◆ Selected excerpt:
FIG. 1 is a plan view of a slab made up out a plurality of individual blocks;

FIG. 2 is a section along the line II--II in FIG. 1;

FIG. 3 is a cross section through a slab according to the invention, showing cables laid in the joints;

FIG. 4 is a plan view of another type of slab according to the invention;

FIG. 5 is a section along the line V--V in FIG. 4.

The slab illustrated in FIG. 1, and marked 1 as a whole, consists of 12 individual blocks 2 joined together by means of drops 5 of synthetic resin injected into longitudinal joints 3 and transverse joints 4. As shown in FIG. 2, these drops of resin join blocks 2 together at about half the height of each block.

Typically the slab 1 will range between 0.3 and 1.5 meters in length and in width and will contain between 6 and 40 joined blocks. The individual joined blocks are typically of the following dimensions:

length -- 8-25 cm.

width -- 8-25 cm.

thickness -- 4-12 cm.

weight -- 4-12 pounds.

The synthetic resin used to glue the blocks 2 together is flexible, so that it can yield eventually if the surface on which the blocks are laid should shift. Two kinds of synthetic resin which have been used successfully for this purpose are:

1. type Ipacollan D160 two component plastic glue, produced by Isar-Rakoll Chemie Gmbht, of Munich, West Germany,

2. type Bostik 33 two component plastic glue, produced by Bostik Gmbht, of Oberursel, West Germany

The location of the synthetic resin can be at the top or bottom of the blocks or half way between the top and bottom as shown. If the synthetic resin drops are near the tops of the blocks, the mobility of the bottoms of the blocks will be at a maximum. Conversely, if the resin drops are at the bottoms of the blocks, the mobility of the tops of the blocks will be maximized. Therefore, the location of the synthetic resin drops will be chosen depending on the mobility of the surface on which the blocks are laid, but as shown, the synthetic resin drops will normally be located about half way up the height of the blocks.

The material from which the blocks 2 are made can be concrete, ceramic or plastic, but the normal and preferred material is concrete. The number and cross-sectional area of the synthetic resin drops is chosen so that the complete slab can be picked up by two of its edges, and subjected to normal handling, but so that the drops will yield after the blocks are laid and loaded (e.g. by traffic or by stationary items such as benches) if the ground is uneven beneath the blocks. The strength of the synthetic resin drop joints is chosen so that the drops will yield, and if necessary break, before the blocks 2 break.

◆ Directives:
1) Transcribe the stretch of the slab description from "FIG. 1 is a" through "of each block.".
2) Pick up the slab description after its final sentence and continue it.

Dataset rows

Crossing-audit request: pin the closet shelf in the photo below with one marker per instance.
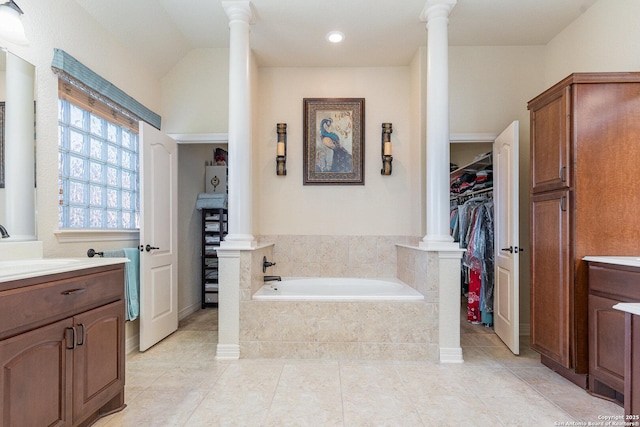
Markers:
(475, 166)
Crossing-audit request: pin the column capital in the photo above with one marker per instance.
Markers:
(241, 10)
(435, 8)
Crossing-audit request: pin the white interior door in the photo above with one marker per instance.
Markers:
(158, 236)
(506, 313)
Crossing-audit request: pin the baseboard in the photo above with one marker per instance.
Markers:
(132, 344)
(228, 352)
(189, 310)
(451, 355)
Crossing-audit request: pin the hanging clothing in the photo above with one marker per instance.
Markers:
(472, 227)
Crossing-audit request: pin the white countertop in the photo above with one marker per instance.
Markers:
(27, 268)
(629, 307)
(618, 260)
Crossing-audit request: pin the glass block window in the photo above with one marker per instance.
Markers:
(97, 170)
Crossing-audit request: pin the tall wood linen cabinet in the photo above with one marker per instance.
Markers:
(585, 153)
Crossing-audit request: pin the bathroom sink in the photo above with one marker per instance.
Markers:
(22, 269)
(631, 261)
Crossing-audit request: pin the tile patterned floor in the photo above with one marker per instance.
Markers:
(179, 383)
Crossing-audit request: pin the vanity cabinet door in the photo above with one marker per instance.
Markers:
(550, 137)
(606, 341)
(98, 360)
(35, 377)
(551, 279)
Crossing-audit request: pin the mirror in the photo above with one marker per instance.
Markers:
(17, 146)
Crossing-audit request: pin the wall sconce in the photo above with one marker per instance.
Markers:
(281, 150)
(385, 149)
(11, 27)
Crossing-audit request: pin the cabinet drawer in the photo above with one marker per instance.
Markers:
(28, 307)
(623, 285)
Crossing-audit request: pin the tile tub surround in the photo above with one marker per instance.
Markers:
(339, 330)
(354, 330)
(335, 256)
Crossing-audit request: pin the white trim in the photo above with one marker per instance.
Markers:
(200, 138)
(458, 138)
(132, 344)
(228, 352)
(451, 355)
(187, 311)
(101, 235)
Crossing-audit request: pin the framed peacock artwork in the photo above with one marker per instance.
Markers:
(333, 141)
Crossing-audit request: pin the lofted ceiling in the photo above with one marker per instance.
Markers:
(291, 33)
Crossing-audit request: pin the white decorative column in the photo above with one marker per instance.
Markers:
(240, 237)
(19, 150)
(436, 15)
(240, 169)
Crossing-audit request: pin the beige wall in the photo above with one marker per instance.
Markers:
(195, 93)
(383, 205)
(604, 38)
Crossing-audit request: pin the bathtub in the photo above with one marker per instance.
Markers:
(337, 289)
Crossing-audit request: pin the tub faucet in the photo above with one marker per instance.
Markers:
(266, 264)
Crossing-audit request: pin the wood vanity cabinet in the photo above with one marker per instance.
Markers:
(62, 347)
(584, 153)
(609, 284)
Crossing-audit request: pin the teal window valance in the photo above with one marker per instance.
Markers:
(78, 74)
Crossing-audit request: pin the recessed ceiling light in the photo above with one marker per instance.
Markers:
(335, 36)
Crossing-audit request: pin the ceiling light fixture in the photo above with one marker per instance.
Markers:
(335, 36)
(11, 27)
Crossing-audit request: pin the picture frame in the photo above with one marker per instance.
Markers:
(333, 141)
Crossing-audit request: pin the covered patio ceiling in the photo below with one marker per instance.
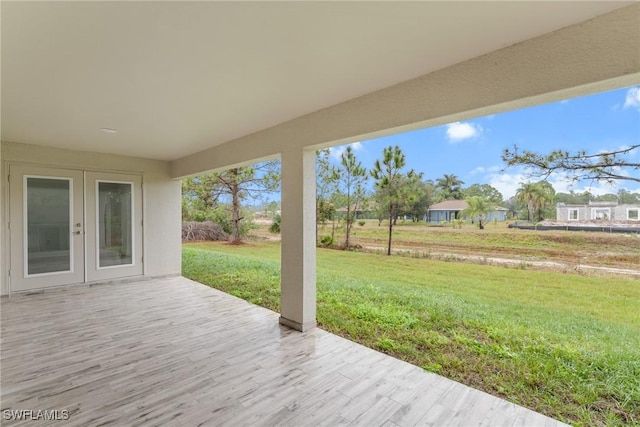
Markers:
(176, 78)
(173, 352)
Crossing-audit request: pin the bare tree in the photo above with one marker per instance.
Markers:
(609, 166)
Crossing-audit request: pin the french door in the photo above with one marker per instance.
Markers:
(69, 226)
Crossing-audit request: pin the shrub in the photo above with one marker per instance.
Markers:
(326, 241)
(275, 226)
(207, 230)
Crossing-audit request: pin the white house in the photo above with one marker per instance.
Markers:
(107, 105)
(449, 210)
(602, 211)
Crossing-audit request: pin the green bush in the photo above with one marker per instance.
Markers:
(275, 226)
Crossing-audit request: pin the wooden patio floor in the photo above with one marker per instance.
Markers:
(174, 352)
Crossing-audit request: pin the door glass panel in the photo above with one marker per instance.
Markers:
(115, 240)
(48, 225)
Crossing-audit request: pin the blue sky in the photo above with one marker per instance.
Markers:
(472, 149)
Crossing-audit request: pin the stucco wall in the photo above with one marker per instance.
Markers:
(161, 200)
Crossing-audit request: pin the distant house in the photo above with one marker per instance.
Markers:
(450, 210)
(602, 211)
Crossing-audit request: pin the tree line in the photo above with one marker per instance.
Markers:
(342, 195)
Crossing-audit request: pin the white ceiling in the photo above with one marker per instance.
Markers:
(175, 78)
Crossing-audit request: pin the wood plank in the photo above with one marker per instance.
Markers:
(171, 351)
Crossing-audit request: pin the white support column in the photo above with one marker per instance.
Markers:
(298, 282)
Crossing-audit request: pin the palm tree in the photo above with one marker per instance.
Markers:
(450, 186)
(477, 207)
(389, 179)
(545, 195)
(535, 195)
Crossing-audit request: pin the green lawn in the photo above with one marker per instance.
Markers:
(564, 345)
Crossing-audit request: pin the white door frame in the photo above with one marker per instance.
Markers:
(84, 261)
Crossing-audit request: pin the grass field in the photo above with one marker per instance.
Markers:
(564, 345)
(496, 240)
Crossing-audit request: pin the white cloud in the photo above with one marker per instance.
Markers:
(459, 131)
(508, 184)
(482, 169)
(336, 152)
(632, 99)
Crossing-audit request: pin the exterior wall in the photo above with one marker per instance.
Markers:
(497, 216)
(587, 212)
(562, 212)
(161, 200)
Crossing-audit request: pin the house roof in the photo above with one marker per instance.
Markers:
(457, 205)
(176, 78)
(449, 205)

◆ Final results:
1)
FIG. 1 is a plan view of a slab made up out a plurality of individual blocks;

FIG. 2 is a section along the line II--II in FIG. 1;

FIG. 3 is a cross section through a slab according to the invention, showing cables laid in the joints;

FIG. 4 is a plan view of another type of slab according to the invention;

FIG. 5 is a section along the line V--V in FIG. 4.

The slab illustrated in FIG. 1, and marked 1 as a whole, consists of 12 individual blocks 2 joined together by means of drops 5 of synthetic resin injected into longitudinal joints 3 and transverse joints 4. As shown in FIG. 2, these drops of resin join blocks 2 together at about half the height of each block.

2)
If desired, additional or larger drops of synthetic resin can be used to connect corner and edge blocks in the slab 1 to adjacent blocks then are used for interior blocks (since corner blocks only have two sides connected to other blocks and edge blocks only have three such sides, while interior blocks are connected on all four sides to adjacent blocks). Thus, for example, the drops marked 5a in FIG. 1 (and the corresponding drops used for the other corner and edge blocks) may be made twice the size of the other drops 5. This will ensure that the joints which hold the corner and edge blocks in the slab are at least as strong as those for the interior blocks, to facilitate handling the slab.

Reference is next made to FIG. 3, which is a cross-section of the same slab 1 as that shown in FIG. 2, except that cables 6 have been laid in the transverse and longitudinal joints 3, 4. The cables 6 may be of plastic or steel; typically they are either nylon or steel coated with zinc. The cables 6 rest on and are glued to the drops 5 of synthetic resin and impart increased strength to the slab 1. This arrangement can be used when slabs of very large dimensions, or heavy individual blocks, are used, and it imparts additional strength to the joints between the blocks.

Reference is next made to FIGS. 4 and 5, which shows a slab 1' having individual blocks 7 separated by joints or spaces 3', 4'. The slab 1' is the same as the slab 1 except that the side edges of individual blocks 7 have arcuate recesses 8 running at right angles to the plane of the slab. These recesses extend from the top of slab 7 to about half the height thereof. The recesses 8 have several advantages. Firstly, they facilitate locating the resin drops 5' about half way up the height of the blocks, since the bottoms of the recesses act as supporting surfaces for the resin drops. Secondly, the bottoms of the recesses have a fairly large surface area which allows the resin drop 5' to stick better without increasing the thickness (i.e. the height) of the resin drops.

In addition, in FIGS. 4 and 5 it will be seen that the width of the top parts of the joints 3', 4' is greater than that of the bottom parts of these joints. This wider spacing between the blocks 7 is more attractive visually than a narrow spacing, but the narrower spacing between the bottoms of the joints reduces the distance which the resin drops must bridge, increasing the strength of the joints.

In the FIGS. 4 and 5 embodiment, cables 6 are shown glued to the drops of resin 5', as in the FIG. 3 embodiment, but it will be understood that the cables 6 will be used only when particularly high strength is required.

The slab of the invention may be used to pave road surfaces, embankments, or other appropriate surfaces, and will normally be laid in a bed of sand, mortar or concrete. After laying, the spaces between the blocks will usually be filled with sand or mortar. Should the supporting surface shift, the glue drops will yield or break before the blocks themselves break, so that although the mortar between the blocks may require replacement, the blocks themselves will remain intact.

Claims

What I claim is:

1. A paving slab comprising a plurality of individual blocks spaced apart from each other in a predetermined pattern, adjacent blocks of said slab having opposed side edges, said opposed side edges having opposed recesses therein, said recesses extending at right angles to the plane of said slab and extending from the tops of said blocks to locations above the bottoms of said blocks, said blocks being spot connected to each other by a flexible adhesive, said adhesive extending between the bottoms of opposed recesses.

2. A paving slab according to claim 1 wherein said adhesive is a synthetic resin.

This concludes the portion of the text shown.